Being devil's advocate... I find stealing is stealing regardless the reasons. The plantation manager is right in the sense, if one does not put one's foot down with regards to stealing. If the message is sent out that it is right to steal when you are hungry or poor, there will be pandemonium!

If one sets one's ego aside and really think about the karma one is going through being poor and hungry, one would realize that stealing to feed those "delusions" does not make it any better. In fact one adds to the negative karma. However if one accepts one's "condition" and acts upon it... working harder or going out to beg for food even. That in itself is lowering of one'e ego in order to help others. That would be a better thing to do than to steal and create more negative karma.

Hence, the reason why we feel bad for the grandma is because of our own guilt and that is why the judge did what she did and nobody in the courtroom disagreed with her decision. If we all practiced compassion, there would not be a hungry or poor person on this planet. Unfortunately, we are far from that goal and thus our spiritual practice is the only saving grace for this degenerate age. And for those of us who are blessed enough to have our King's practice... think of it as a gold nugget in the middle of a desert!

I thought what the judge did was heartwarming and compassionate. The merits is his to gain and granny's to lose.
I do hope that granny truly realise what she did was wrong and not do it again. As what Positive Change says here, there are other methods during desperate situations such as this like begging or perhaps borrowing. I also agree with what Positive Change says about adding on to the negative karma of experiencing poverty.

Negative action performed from previous times multiplies daily. This is exactly one good example of how negative karma can multiply and the only way to stop it from escalating further is to stop committing them.

◇ ◇ ◇ ◇

* Given exercise 1:
Answer these questions about the excerpt on stealing:
(a) What does the first paragraph say there will be if the message goes out that stealing when hungry or poor is right?
(b) What is having "our King's practice" likened to?
(c) Which two methods for desperate situations are named in the comment that mentions Positive Change?
These rows have no connection to the excerpt on stealing.

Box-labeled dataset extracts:

◇ ◇ ◇ ◇

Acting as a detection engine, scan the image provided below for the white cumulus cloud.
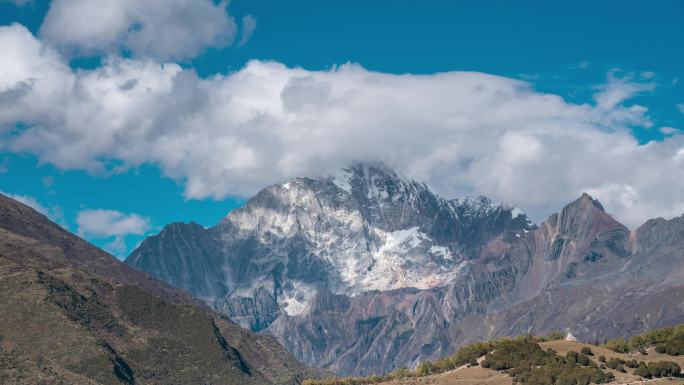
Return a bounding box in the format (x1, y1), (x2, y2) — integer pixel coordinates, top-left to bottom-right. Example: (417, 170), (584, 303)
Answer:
(239, 15), (256, 46)
(41, 0), (237, 60)
(0, 191), (66, 227)
(76, 209), (150, 254)
(0, 25), (684, 226)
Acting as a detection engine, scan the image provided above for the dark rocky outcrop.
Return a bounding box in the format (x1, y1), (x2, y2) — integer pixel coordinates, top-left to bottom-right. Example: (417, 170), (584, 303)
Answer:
(0, 195), (316, 384)
(127, 165), (684, 374)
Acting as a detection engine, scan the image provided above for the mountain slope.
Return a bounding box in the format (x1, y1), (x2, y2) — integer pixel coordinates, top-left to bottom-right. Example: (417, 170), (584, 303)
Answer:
(127, 165), (684, 374)
(0, 195), (312, 384)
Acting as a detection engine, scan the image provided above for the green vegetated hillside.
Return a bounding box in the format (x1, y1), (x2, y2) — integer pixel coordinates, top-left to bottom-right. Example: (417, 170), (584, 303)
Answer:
(305, 325), (684, 385)
(0, 195), (316, 385)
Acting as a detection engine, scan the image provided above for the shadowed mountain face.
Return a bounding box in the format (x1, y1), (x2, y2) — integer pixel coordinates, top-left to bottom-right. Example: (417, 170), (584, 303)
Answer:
(126, 165), (684, 374)
(0, 195), (312, 384)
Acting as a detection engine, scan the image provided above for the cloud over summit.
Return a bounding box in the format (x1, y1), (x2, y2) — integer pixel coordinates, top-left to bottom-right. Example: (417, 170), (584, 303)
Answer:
(0, 25), (684, 226)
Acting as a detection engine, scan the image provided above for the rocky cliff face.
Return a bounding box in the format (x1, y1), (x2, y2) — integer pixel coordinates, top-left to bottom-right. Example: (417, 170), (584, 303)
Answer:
(127, 165), (534, 324)
(127, 165), (684, 374)
(0, 195), (316, 385)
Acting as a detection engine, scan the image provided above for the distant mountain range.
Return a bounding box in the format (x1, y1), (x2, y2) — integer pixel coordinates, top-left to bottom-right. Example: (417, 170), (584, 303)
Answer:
(126, 164), (684, 374)
(0, 195), (317, 385)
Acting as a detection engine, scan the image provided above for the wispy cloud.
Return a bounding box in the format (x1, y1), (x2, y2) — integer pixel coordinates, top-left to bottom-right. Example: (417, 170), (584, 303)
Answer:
(0, 191), (66, 224)
(0, 25), (684, 226)
(239, 15), (256, 46)
(41, 0), (237, 60)
(76, 209), (150, 255)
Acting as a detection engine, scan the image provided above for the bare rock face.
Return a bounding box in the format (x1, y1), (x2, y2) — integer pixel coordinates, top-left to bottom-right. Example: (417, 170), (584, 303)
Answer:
(0, 194), (318, 385)
(126, 165), (684, 374)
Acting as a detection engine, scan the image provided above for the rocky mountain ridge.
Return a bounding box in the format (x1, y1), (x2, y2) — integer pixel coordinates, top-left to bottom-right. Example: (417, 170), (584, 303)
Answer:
(0, 195), (316, 385)
(127, 165), (684, 374)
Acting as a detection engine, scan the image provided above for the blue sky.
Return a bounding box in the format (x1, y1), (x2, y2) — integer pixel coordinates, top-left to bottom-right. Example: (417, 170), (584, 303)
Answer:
(0, 0), (684, 257)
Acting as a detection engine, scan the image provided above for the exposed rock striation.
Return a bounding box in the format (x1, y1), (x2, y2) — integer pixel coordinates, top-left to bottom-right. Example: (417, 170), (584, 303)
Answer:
(126, 165), (684, 374)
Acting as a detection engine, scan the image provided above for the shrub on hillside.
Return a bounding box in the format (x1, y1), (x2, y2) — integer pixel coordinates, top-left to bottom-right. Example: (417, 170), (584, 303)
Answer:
(577, 353), (589, 366)
(604, 324), (684, 355)
(634, 365), (651, 378)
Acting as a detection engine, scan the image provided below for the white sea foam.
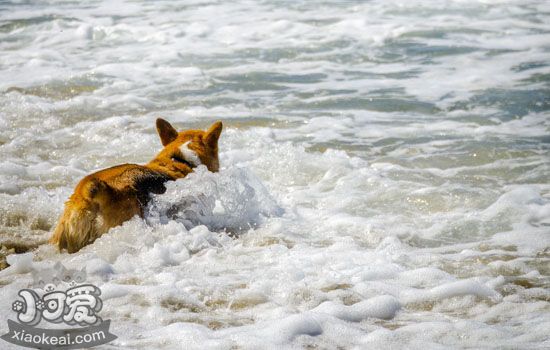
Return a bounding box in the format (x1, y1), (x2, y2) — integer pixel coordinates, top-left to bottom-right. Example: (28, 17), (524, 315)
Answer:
(0, 0), (550, 350)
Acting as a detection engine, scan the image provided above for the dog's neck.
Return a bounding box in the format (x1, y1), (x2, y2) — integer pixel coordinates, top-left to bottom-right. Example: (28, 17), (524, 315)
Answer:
(145, 158), (192, 180)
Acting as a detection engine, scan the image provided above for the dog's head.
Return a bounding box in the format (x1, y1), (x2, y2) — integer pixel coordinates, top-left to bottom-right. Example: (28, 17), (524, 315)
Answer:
(154, 118), (223, 178)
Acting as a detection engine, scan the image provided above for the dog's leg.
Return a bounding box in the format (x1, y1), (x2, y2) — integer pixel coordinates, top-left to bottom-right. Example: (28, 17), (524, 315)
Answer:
(50, 179), (109, 253)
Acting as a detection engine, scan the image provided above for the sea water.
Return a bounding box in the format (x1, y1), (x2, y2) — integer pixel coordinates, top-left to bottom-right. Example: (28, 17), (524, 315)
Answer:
(0, 0), (550, 349)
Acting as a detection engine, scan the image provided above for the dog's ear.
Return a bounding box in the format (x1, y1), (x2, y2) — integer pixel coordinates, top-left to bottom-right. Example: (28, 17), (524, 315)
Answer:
(204, 121), (223, 148)
(157, 118), (178, 146)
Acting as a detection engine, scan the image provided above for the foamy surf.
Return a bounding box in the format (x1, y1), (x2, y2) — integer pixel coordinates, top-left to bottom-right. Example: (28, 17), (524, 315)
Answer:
(0, 0), (550, 350)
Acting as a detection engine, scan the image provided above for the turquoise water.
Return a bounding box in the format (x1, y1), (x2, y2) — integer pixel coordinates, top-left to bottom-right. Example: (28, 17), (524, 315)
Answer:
(0, 0), (550, 349)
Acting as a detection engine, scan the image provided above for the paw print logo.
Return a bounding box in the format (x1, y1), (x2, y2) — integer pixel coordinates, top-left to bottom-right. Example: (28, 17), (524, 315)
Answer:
(36, 300), (45, 310)
(11, 300), (24, 313)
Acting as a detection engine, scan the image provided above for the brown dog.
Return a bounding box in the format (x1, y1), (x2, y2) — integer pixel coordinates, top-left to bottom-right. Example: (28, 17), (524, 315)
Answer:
(50, 118), (222, 253)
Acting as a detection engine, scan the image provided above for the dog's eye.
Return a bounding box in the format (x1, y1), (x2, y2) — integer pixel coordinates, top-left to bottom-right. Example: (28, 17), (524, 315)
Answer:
(172, 154), (195, 168)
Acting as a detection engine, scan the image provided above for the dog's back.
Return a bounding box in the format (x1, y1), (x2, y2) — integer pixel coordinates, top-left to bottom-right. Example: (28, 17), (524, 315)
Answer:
(50, 119), (222, 253)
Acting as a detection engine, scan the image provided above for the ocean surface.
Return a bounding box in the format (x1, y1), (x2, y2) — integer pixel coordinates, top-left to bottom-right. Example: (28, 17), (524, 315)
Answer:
(0, 0), (550, 350)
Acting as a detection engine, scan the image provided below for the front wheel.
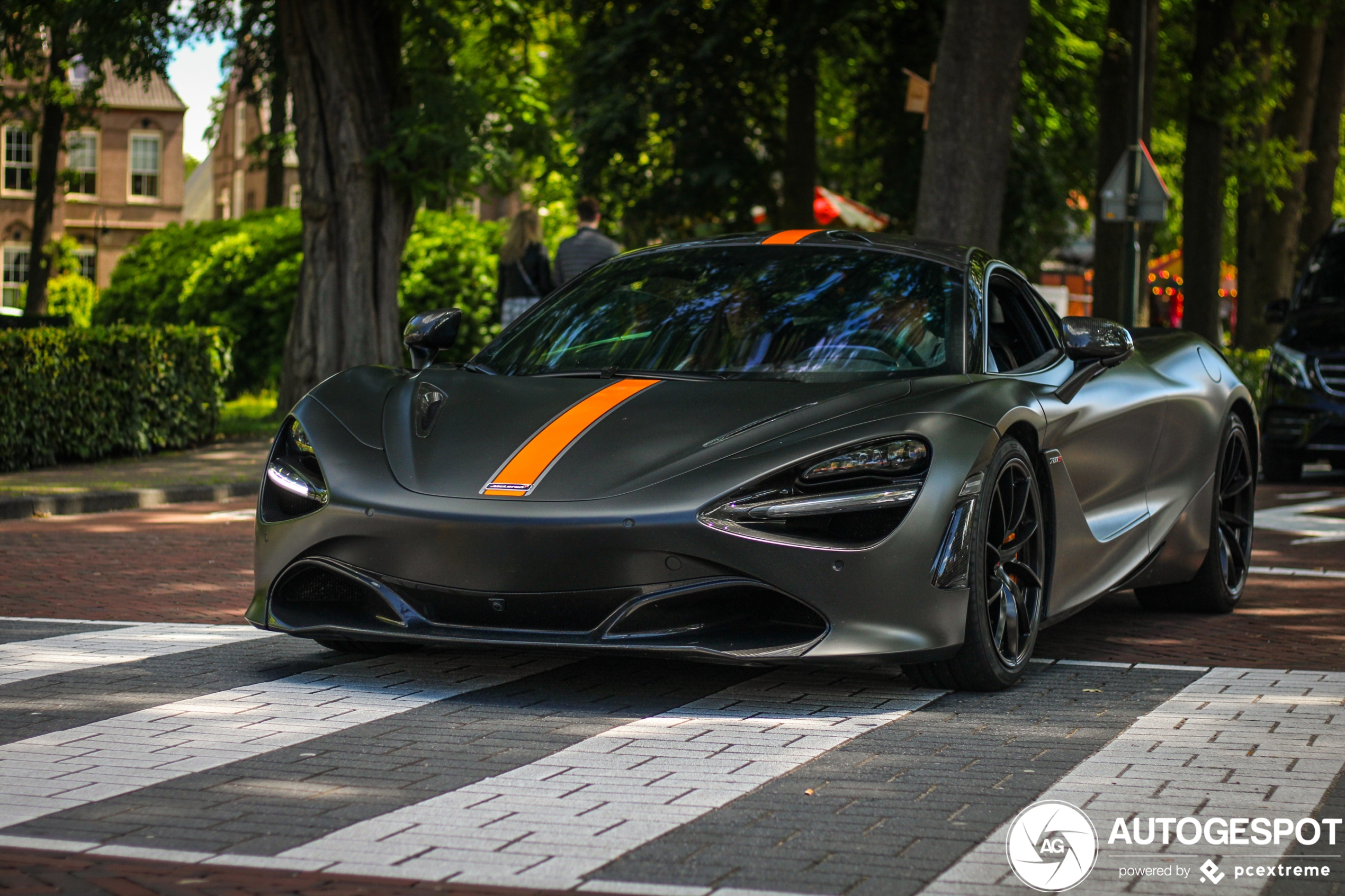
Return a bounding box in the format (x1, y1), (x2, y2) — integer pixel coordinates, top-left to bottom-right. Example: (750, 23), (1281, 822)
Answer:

◇ ◇ ◇ ◇

* Given exercise 2: Reproduce the rows word for word, from the line containing "the blue sky." down to the line containing "(157, 118), (178, 146)", both lines included. Omit the pictures.

* Full answer 1:
(a) Pandemonium.
(b) A gold nugget in the middle of a desert.
(c) Begging or perhaps borrowing.

* Full answer 2:
Acting as a detection engine, scan the image provided above for the blue sky.
Return a bounding box in the format (x1, y1), (x2, y2) — integer pixel coordinates, top-left to bottom-right. Example: (417, 170), (584, 303)
Answer:
(0, 0), (684, 257)
Acting as a detection engine, scan the image provided above for the exposed rock striation.
Return a bounding box in the format (x1, y1), (x2, y2) — integer pixel coordinates, top-left to bottom-right. Example: (417, 170), (584, 303)
Answer:
(126, 165), (684, 374)
Acting as a detection engine, scan the image provided above for the shrub on hillside.
Return a bounding box in the format (x1, y1), (x2, y2) — integer pixel coordinates, top-left to bottom-right. Example: (417, 170), (584, 303)
Answer:
(577, 353), (589, 366)
(604, 324), (684, 355)
(634, 365), (651, 378)
Acting as a detection engine, scan the image provided below for the white sea foam.
Return a bounding box in the format (x1, y1), (x2, y2) — integer pixel coordinates, top-left to bottom-right. Example: (28, 17), (524, 315)
Answer:
(0, 0), (550, 350)
Acting as a detection engine, scan the image provided above for the dog's neck.
Return a bounding box in the format (x1, y1), (x2, y2) — integer pixel coordinates, top-left to bottom-right. Example: (28, 17), (524, 315)
Answer:
(145, 158), (192, 180)
Acting as a detection engine, scan the image provided above for the dog's head.
Return a bounding box in the format (x1, y1), (x2, y2) — integer pixel coordinates, top-left to bottom-right. Example: (28, 17), (524, 315)
Answer:
(154, 118), (223, 178)
Acting as a detection engine, scan the image provided above for the dog's leg.
Return a bounding box in the format (x1, y1), (x2, y2) — integer pixel coordinates, top-left to bottom-right. Example: (28, 17), (524, 315)
Answer:
(50, 179), (109, 253)
Acting as a detection engine, scan the image provided above for the sea water.
Return a bounding box in the format (x1, y1), (x2, y2) — integer pixel coordinates, top-left to bottom-right. Example: (28, 17), (524, 315)
Answer:
(0, 0), (550, 349)
Acting as a detection engine, scan the image provided above for the dog's ear.
Return a bounding box in the format (x1, y1), (x2, y2) — integer pixel coordinates, top-left to bottom-right. Example: (28, 17), (524, 315)
Answer:
(204, 121), (223, 148)
(157, 118), (178, 146)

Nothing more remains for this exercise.